*** Passage to read Section Begins ***
New Obama Foreclosure Plan Helps Banks At Taxpayers’ Expense

The Obama administration is introducing a new program that is designed to lower monthly mortgage payments for troubled homeowners but a key part of the plan would shift financial liabilities for refinanced loans from Wall Street banks to American taxpayers.

The Home Affordable Refinance Program, the administration’s attempt to help borrowers who owe more on their mortgage than their homes’ worth, had been limited to borrowers who owed up to 25 percent more than their home is worth. Thus far the program has had a very anemic response. More than 22 percent of all home mortgages, 10.9 million homes, are currently underwater and fewer than 900,000 borrowers have actually utilized the HARP program. The program will now be open to all underwater borrowers who have not missed a payment.

On a conference call with reporters, White House National Economic Council Director Gene Sperling referred to the expansion as “a win-win policy” that will result in “less defaults” and “fewer foreclosures.” But one of the program’s new terms will benefit private-sector Wall Street banks, at the expense of taxpayers.
*** Passage to read Section Ends ***
*** Given records Section Begins ***
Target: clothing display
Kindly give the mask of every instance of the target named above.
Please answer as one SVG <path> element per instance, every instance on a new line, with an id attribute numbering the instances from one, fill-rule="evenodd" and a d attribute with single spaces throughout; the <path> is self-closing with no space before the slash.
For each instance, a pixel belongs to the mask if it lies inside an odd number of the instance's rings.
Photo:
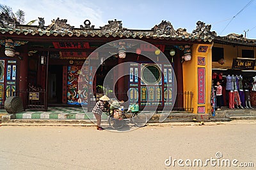
<path id="1" fill-rule="evenodd" d="M 256 76 L 252 78 L 253 80 L 253 83 L 252 84 L 252 91 L 256 91 Z"/>
<path id="2" fill-rule="evenodd" d="M 228 74 L 227 77 L 227 83 L 226 83 L 226 90 L 234 90 L 232 89 L 232 77 Z"/>
<path id="3" fill-rule="evenodd" d="M 235 104 L 236 105 L 237 108 L 241 107 L 243 108 L 243 106 L 241 106 L 241 100 L 239 94 L 238 94 L 237 90 L 234 90 L 234 99 L 235 99 Z"/>
<path id="4" fill-rule="evenodd" d="M 235 76 L 233 74 L 232 75 L 232 89 L 230 90 L 237 90 L 237 83 L 236 81 L 236 78 Z"/>
<path id="5" fill-rule="evenodd" d="M 228 93 L 228 101 L 229 101 L 229 108 L 234 109 L 235 108 L 235 96 L 234 94 L 234 91 L 229 91 Z"/>
<path id="6" fill-rule="evenodd" d="M 252 108 L 251 104 L 255 105 L 256 103 L 256 76 L 254 76 L 254 76 L 249 76 L 248 73 L 245 74 L 239 70 L 236 71 L 233 70 L 232 74 L 227 74 L 227 76 L 217 72 L 212 76 L 216 105 L 227 106 L 231 109 L 235 107 L 239 109 Z M 222 87 L 221 92 L 216 86 L 218 81 Z M 221 97 L 218 97 L 221 93 Z"/>
<path id="7" fill-rule="evenodd" d="M 245 106 L 245 94 L 244 92 L 239 89 L 239 97 L 240 97 L 240 100 L 241 100 L 241 103 L 243 107 Z M 250 96 L 250 95 L 249 95 Z"/>
<path id="8" fill-rule="evenodd" d="M 248 74 L 240 70 L 232 70 L 232 74 L 225 74 L 224 73 L 216 72 L 214 73 L 212 80 L 215 87 L 216 108 L 220 108 L 219 106 L 221 106 L 231 109 L 235 109 L 235 107 L 236 109 L 250 109 L 252 108 L 251 104 L 256 104 L 255 73 Z M 252 74 L 253 76 L 250 76 Z M 217 84 L 220 85 L 222 89 Z"/>

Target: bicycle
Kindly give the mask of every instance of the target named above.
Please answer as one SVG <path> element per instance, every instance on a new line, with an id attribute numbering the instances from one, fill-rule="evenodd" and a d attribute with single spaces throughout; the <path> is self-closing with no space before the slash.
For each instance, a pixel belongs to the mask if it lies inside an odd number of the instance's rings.
<path id="1" fill-rule="evenodd" d="M 114 118 L 114 111 L 119 112 L 119 118 Z M 141 127 L 145 126 L 148 122 L 148 118 L 145 113 L 132 112 L 129 114 L 131 114 L 131 115 L 127 118 L 125 116 L 124 111 L 115 110 L 113 111 L 113 114 L 109 113 L 109 115 L 108 118 L 108 122 L 111 128 L 114 129 L 120 129 L 123 127 L 124 125 L 126 125 L 130 122 L 133 122 L 136 126 Z"/>

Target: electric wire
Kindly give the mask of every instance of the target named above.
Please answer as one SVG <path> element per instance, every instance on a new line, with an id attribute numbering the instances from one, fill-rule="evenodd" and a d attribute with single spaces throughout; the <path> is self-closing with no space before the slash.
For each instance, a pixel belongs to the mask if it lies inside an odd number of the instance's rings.
<path id="1" fill-rule="evenodd" d="M 228 23 L 226 25 L 226 26 L 224 27 L 224 29 L 221 31 L 220 32 L 220 34 L 222 34 L 222 32 L 226 29 L 226 28 L 228 26 L 228 25 L 230 24 L 230 22 L 234 20 L 234 18 L 236 18 L 236 16 L 239 15 L 247 6 L 250 6 L 255 0 L 251 0 L 249 3 L 246 4 L 246 6 L 244 6 L 235 16 L 234 16 L 231 20 L 228 22 Z"/>

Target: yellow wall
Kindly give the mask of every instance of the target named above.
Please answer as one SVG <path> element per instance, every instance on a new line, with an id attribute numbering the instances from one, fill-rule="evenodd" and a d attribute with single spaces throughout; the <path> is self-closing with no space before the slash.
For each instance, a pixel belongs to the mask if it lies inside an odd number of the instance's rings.
<path id="1" fill-rule="evenodd" d="M 200 46 L 207 46 L 207 52 L 198 52 Z M 183 63 L 183 87 L 184 91 L 189 91 L 194 93 L 192 99 L 192 106 L 193 113 L 198 113 L 198 106 L 204 106 L 205 113 L 211 113 L 211 77 L 212 77 L 212 45 L 194 44 L 192 47 L 192 59 L 190 61 L 184 61 Z M 198 57 L 205 58 L 205 66 L 198 65 Z M 198 68 L 205 69 L 205 104 L 198 104 Z"/>
<path id="2" fill-rule="evenodd" d="M 233 59 L 242 57 L 242 50 L 254 50 L 254 56 L 255 56 L 256 54 L 256 48 L 250 46 L 233 46 L 214 43 L 213 47 L 220 47 L 224 48 L 224 59 L 226 60 L 226 62 L 222 66 L 218 62 L 212 62 L 213 68 L 231 68 Z"/>

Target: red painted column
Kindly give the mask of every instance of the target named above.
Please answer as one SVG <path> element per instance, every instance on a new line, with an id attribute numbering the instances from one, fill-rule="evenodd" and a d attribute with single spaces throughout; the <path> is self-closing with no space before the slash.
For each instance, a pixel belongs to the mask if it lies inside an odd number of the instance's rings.
<path id="1" fill-rule="evenodd" d="M 182 53 L 177 50 L 176 54 L 173 56 L 174 73 L 176 76 L 177 81 L 177 97 L 174 108 L 183 108 L 183 73 L 182 64 L 181 63 L 181 56 Z"/>
<path id="2" fill-rule="evenodd" d="M 122 60 L 124 60 L 124 59 L 121 59 L 120 58 L 118 57 L 118 77 L 124 76 L 124 68 L 122 67 L 121 66 L 119 66 L 119 64 L 123 62 Z M 124 89 L 125 89 L 124 81 L 125 81 L 124 76 L 120 78 L 118 81 L 117 81 L 118 99 L 119 101 L 124 100 L 124 93 L 125 93 L 125 92 L 124 92 Z"/>
<path id="3" fill-rule="evenodd" d="M 19 87 L 20 91 L 26 91 L 28 89 L 28 58 L 26 53 L 21 53 L 22 60 L 19 66 Z"/>
<path id="4" fill-rule="evenodd" d="M 27 90 L 28 90 L 28 58 L 27 52 L 20 53 L 22 59 L 19 60 L 19 66 L 17 71 L 19 72 L 19 78 L 17 82 L 19 85 L 19 96 L 23 102 L 23 106 L 26 109 L 27 105 Z"/>

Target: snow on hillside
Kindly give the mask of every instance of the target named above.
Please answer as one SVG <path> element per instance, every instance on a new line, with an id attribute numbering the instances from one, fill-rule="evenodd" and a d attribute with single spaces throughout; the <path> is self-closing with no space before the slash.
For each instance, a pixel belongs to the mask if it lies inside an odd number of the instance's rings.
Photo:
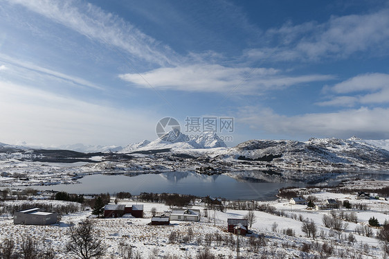
<path id="1" fill-rule="evenodd" d="M 365 139 L 361 140 L 361 142 L 364 142 L 389 151 L 389 139 Z"/>
<path id="2" fill-rule="evenodd" d="M 173 150 L 182 150 L 226 147 L 226 143 L 215 132 L 206 132 L 199 134 L 195 139 L 191 139 L 189 136 L 174 129 L 152 142 L 143 141 L 139 143 L 130 144 L 120 152 L 127 153 L 135 150 L 151 150 L 165 148 L 170 148 Z"/>
<path id="3" fill-rule="evenodd" d="M 125 148 L 123 148 L 122 150 L 120 150 L 120 153 L 129 153 L 130 152 L 132 152 L 134 150 L 136 150 L 138 148 L 143 148 L 145 145 L 147 145 L 148 144 L 150 143 L 150 141 L 147 141 L 147 139 L 145 139 L 143 141 L 141 141 L 141 142 L 138 142 L 136 143 L 132 143 L 132 144 L 129 144 L 126 145 Z"/>
<path id="4" fill-rule="evenodd" d="M 274 210 L 282 213 L 269 213 L 264 211 L 251 211 L 255 215 L 255 221 L 249 229 L 253 231 L 246 237 L 239 237 L 239 250 L 242 258 L 382 258 L 384 257 L 381 245 L 375 235 L 379 231 L 368 225 L 371 217 L 378 219 L 379 223 L 388 220 L 389 208 L 388 201 L 356 200 L 355 195 L 320 192 L 312 193 L 317 199 L 316 203 L 324 203 L 327 199 L 336 199 L 339 201 L 349 200 L 352 204 L 364 204 L 368 206 L 367 211 L 347 210 L 341 208 L 335 211 L 337 215 L 354 213 L 357 223 L 347 222 L 341 236 L 333 230 L 325 227 L 323 222 L 324 215 L 329 215 L 329 210 L 308 210 L 306 205 L 290 205 L 288 200 L 280 199 L 273 202 L 256 202 L 258 206 L 270 206 Z M 306 198 L 306 197 L 305 197 Z M 21 201 L 6 202 L 6 205 L 11 203 L 18 204 Z M 55 205 L 62 205 L 65 202 L 60 201 L 44 201 Z M 254 204 L 254 202 L 253 202 Z M 69 202 L 66 202 L 69 203 Z M 133 204 L 134 201 L 119 201 L 122 204 Z M 210 253 L 217 258 L 229 258 L 236 256 L 237 235 L 228 233 L 227 219 L 243 218 L 248 211 L 226 209 L 224 212 L 208 211 L 207 217 L 204 204 L 197 203 L 192 208 L 201 211 L 199 222 L 186 222 L 171 221 L 170 226 L 150 226 L 151 211 L 156 211 L 157 215 L 168 215 L 170 208 L 161 203 L 142 202 L 144 208 L 144 218 L 118 217 L 96 218 L 91 215 L 91 211 L 66 214 L 62 216 L 61 222 L 51 226 L 15 225 L 10 215 L 0 217 L 0 239 L 12 238 L 17 243 L 17 249 L 20 249 L 20 243 L 26 237 L 31 237 L 34 240 L 43 244 L 50 244 L 55 257 L 69 258 L 69 254 L 65 251 L 65 244 L 69 240 L 68 234 L 69 226 L 89 218 L 95 223 L 98 231 L 98 237 L 101 238 L 107 247 L 102 258 L 123 258 L 120 256 L 120 247 L 127 244 L 132 248 L 133 254 L 138 258 L 196 258 L 199 251 L 210 249 Z M 6 205 L 6 204 L 4 204 Z M 270 208 L 270 207 L 269 207 Z M 312 221 L 316 226 L 316 237 L 307 237 L 302 231 L 302 220 Z M 354 231 L 357 227 L 365 226 L 370 229 L 372 235 L 367 237 Z M 285 231 L 289 230 L 289 235 Z M 179 233 L 175 238 L 170 238 L 171 233 Z M 189 233 L 192 233 L 188 239 Z M 250 244 L 251 237 L 258 235 L 264 238 L 262 245 L 254 251 L 255 247 Z M 350 238 L 354 240 L 350 241 Z M 253 239 L 251 239 L 253 240 Z M 120 246 L 122 244 L 122 246 Z M 327 247 L 327 249 L 323 248 Z M 307 249 L 307 247 L 310 249 Z M 304 249 L 305 248 L 305 249 Z M 328 249 L 330 248 L 330 249 Z M 360 257 L 357 256 L 360 255 Z"/>
<path id="5" fill-rule="evenodd" d="M 308 141 L 251 140 L 237 145 L 230 154 L 242 160 L 320 162 L 354 166 L 386 165 L 389 152 L 359 140 L 315 139 Z"/>
<path id="6" fill-rule="evenodd" d="M 107 153 L 109 152 L 116 152 L 120 150 L 122 147 L 117 145 L 84 145 L 82 143 L 77 143 L 73 145 L 62 145 L 57 148 L 60 150 L 73 150 L 80 152 L 83 153 L 95 153 L 101 152 Z"/>

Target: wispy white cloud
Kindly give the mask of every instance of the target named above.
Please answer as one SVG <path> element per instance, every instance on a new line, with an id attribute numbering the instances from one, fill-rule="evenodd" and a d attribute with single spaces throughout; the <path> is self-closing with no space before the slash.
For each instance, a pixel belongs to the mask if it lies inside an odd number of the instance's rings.
<path id="1" fill-rule="evenodd" d="M 249 57 L 271 55 L 275 61 L 316 61 L 345 58 L 363 51 L 388 54 L 384 46 L 389 44 L 389 9 L 366 15 L 333 16 L 323 24 L 289 22 L 269 30 L 265 38 L 266 42 L 276 42 L 278 46 L 248 50 Z"/>
<path id="2" fill-rule="evenodd" d="M 389 108 L 350 109 L 332 113 L 287 116 L 270 109 L 242 108 L 236 119 L 269 134 L 293 136 L 388 139 Z"/>
<path id="3" fill-rule="evenodd" d="M 332 91 L 338 93 L 360 91 L 377 91 L 389 88 L 389 75 L 379 73 L 359 75 L 335 84 Z"/>
<path id="4" fill-rule="evenodd" d="M 174 64 L 168 46 L 145 35 L 132 24 L 91 3 L 78 1 L 15 0 L 17 3 L 79 33 L 138 59 L 157 64 Z"/>
<path id="5" fill-rule="evenodd" d="M 8 66 L 15 66 L 17 68 L 17 69 L 21 69 L 23 71 L 27 69 L 33 72 L 36 72 L 38 73 L 41 75 L 44 75 L 45 76 L 47 77 L 51 77 L 51 78 L 57 78 L 58 80 L 62 80 L 62 81 L 66 81 L 66 82 L 71 82 L 72 83 L 74 83 L 75 84 L 78 84 L 79 86 L 82 86 L 82 87 L 91 87 L 93 89 L 99 89 L 99 90 L 103 90 L 103 88 L 100 86 L 98 86 L 93 82 L 91 82 L 88 80 L 86 80 L 84 79 L 78 78 L 78 77 L 75 77 L 75 76 L 72 76 L 72 75 L 66 75 L 64 74 L 63 73 L 61 72 L 58 72 L 58 71 L 55 71 L 51 69 L 48 69 L 44 67 L 42 67 L 40 66 L 38 66 L 37 64 L 35 64 L 31 62 L 26 62 L 26 61 L 21 61 L 15 58 L 12 58 L 11 57 L 9 57 L 6 55 L 4 54 L 1 54 L 0 53 L 0 60 L 2 60 L 3 62 L 7 63 L 8 64 Z M 3 66 L 4 69 L 6 69 L 6 66 L 5 65 L 2 65 L 0 66 L 0 70 L 1 69 L 1 67 Z M 7 67 L 8 69 L 8 67 Z M 11 69 L 10 69 L 11 70 Z M 12 71 L 9 71 L 9 73 L 15 73 Z M 24 75 L 23 76 L 26 76 L 26 73 L 24 71 L 22 72 Z M 33 78 L 27 78 L 29 80 L 33 80 Z"/>
<path id="6" fill-rule="evenodd" d="M 116 109 L 0 81 L 1 141 L 45 146 L 75 143 L 127 145 L 155 136 L 160 118 L 147 111 Z"/>
<path id="7" fill-rule="evenodd" d="M 122 74 L 119 78 L 138 87 L 150 87 L 151 84 L 165 90 L 217 93 L 237 90 L 237 94 L 260 94 L 269 89 L 333 78 L 327 75 L 287 76 L 274 69 L 231 68 L 217 64 L 162 68 L 145 73 L 143 78 L 136 73 Z"/>
<path id="8" fill-rule="evenodd" d="M 325 87 L 325 92 L 349 96 L 332 96 L 331 100 L 318 104 L 322 106 L 354 106 L 357 104 L 389 102 L 388 82 L 388 74 L 373 73 L 359 75 L 333 87 Z"/>

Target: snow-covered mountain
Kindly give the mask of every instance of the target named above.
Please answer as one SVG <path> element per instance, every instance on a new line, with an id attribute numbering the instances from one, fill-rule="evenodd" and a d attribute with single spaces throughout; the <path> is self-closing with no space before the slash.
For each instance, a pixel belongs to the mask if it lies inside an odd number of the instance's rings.
<path id="1" fill-rule="evenodd" d="M 147 143 L 148 142 L 148 143 Z M 130 144 L 120 152 L 127 153 L 135 150 L 151 150 L 170 148 L 172 150 L 188 149 L 206 149 L 214 148 L 226 148 L 226 143 L 215 132 L 206 132 L 190 139 L 177 129 L 173 129 L 152 142 L 143 141 L 136 144 Z"/>
<path id="2" fill-rule="evenodd" d="M 84 145 L 82 143 L 77 143 L 73 145 L 62 145 L 57 148 L 60 150 L 73 150 L 80 152 L 83 153 L 94 153 L 101 152 L 107 153 L 109 152 L 116 152 L 123 149 L 120 146 L 117 145 Z"/>
<path id="3" fill-rule="evenodd" d="M 251 140 L 233 148 L 230 154 L 241 160 L 275 160 L 289 164 L 389 165 L 389 151 L 356 139 L 311 138 L 306 142 Z"/>
<path id="4" fill-rule="evenodd" d="M 389 151 L 389 139 L 361 139 L 358 142 L 364 142 Z"/>
<path id="5" fill-rule="evenodd" d="M 143 141 L 138 142 L 133 144 L 129 144 L 126 145 L 122 150 L 119 150 L 121 153 L 129 153 L 132 151 L 136 150 L 141 148 L 143 148 L 144 146 L 150 144 L 150 141 L 145 139 Z"/>

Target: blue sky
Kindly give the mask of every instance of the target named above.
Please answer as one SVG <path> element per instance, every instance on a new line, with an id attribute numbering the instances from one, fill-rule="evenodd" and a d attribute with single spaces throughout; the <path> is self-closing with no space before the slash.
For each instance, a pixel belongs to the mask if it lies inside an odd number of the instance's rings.
<path id="1" fill-rule="evenodd" d="M 0 0 L 0 141 L 389 139 L 388 46 L 385 1 Z"/>

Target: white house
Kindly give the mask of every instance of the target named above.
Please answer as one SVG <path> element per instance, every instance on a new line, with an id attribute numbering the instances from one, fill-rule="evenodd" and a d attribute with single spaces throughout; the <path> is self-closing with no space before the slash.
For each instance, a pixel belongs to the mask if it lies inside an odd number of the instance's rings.
<path id="1" fill-rule="evenodd" d="M 173 208 L 170 220 L 200 221 L 200 210 L 190 208 Z"/>
<path id="2" fill-rule="evenodd" d="M 300 197 L 296 197 L 293 198 L 291 198 L 289 199 L 289 204 L 307 204 L 307 200 L 304 198 Z"/>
*** Given records Section Ends ***
— Assignment —
State whether each statement agrees with the foreclosure plan article, answering yes or no and quoting the deciding words: (a) The Home Affordable Refinance Program was previously restricted to borrowers who owed up to 25 percent more than their home's value. (b) More than one million borrowers have used the program so far. (c) Under the expansion, underwater borrowers who have missed a payment can also take part. Rely only on the foreclosure plan article, not the entries.

— Finished exercise —
(a) Yes: "had been limited to borrowers who owed up to 25 percent more than their home is worth"
(b) No: "fewer than 900,000 borrowers have actually utilized the HARP program"
(c) No: "open to all underwater borrowers who have not missed a payment"